### Selected extract
━━━━━━━━━━━━━━━━━━━━━━━━━━━━━━
# Electrical panels in rated stairwell



## Dave Buckley (May 20, 2015)

I have a renovation on an existing 3 story, type 3B construction, R-2 six unit apartment building. The owner wants to put electrical panels in the rated stairwell. Can not find anything in NEC or ICC the prohibits this.


----------



## jdfruit (May 20, 2015)

NEC 220.24 has the location requirements. For stairways, cannot be located over steps. Rated wall construction in stairwell requires panels to be equivalent fire rated as well. Panels will require access by authorized personnel only and be under the supervison of owner or owner's personnel if they are not readily accessible to the tenant.


----------



## cda (May 20, 2015)

Welcome again


----------



## cda (May 20, 2015)

??????

Penetrations. Penetrations into and openings through an exit enclosure are prohibited except for required exit doors, equipment and ductwork necessary for independent ventilation or pressurization, sprinkler piping, standpipes, electrical raceway for fire department communication systems and electrical raceway serving the exit enclosure and terminating at a steel box not exceeding 16 square inches (0.010 m2). Such penetrations shall be protected in accordance with Section 713. There shall be no penetrations or communication openings, whether protected or not, between adjacent exit enclosures.


----------



## steveray (May 20, 2015)

Not allowed...Depending on your code....2009 IBC

1022.3 Openings and penetrations. Exit enclosure opening protectives shall be in accordance with the requirements of Section 715.

 Openings in exit enclosures other than unprotected exterior openings shall be limited to those necessary for exit access to the enclosure from normally occupied spaces and for egress from the enclosure.

 Elevators shall not open into an exit enclosure.

1022.4 Penetrations. Penetrations into and openings through an exit enclosure are prohibited except for required exit doors, equipment and ductwork necessary for independent ventilation or pressurization, sprinkler piping, standpipes, electrical raceway for fire department communication systems and electrical raceway serving the exit enclosure and terminating at a steel box not exceeding 16 square inches (0.010 m2). Such penetrations shall be protected in accordance with Section 713. There shall be no penetrations or communication openings, whether protected or not, between adjacent exit enclosures.
━━━━━━━━━━━━━━━━━━━━━━━━━━━━━━
### Material provided

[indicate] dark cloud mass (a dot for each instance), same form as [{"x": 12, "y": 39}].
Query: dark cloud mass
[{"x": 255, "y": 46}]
━━━━━━━━━━━━━━━━━━━━━━━━━━━━━━
### Stated exercise
Reproduce the passage in the thread on electrical panels in a rated stairwell from "I have a renovation" up to and including "the prohibits this.", word for word.

### Response to this task
I have a renovation on an existing 3 story, type 3B construction, R-2 six unit apartment building. The owner wants to put electrical panels in the rated stairwell. Can not find anything in NEC or ICC the prohibits this.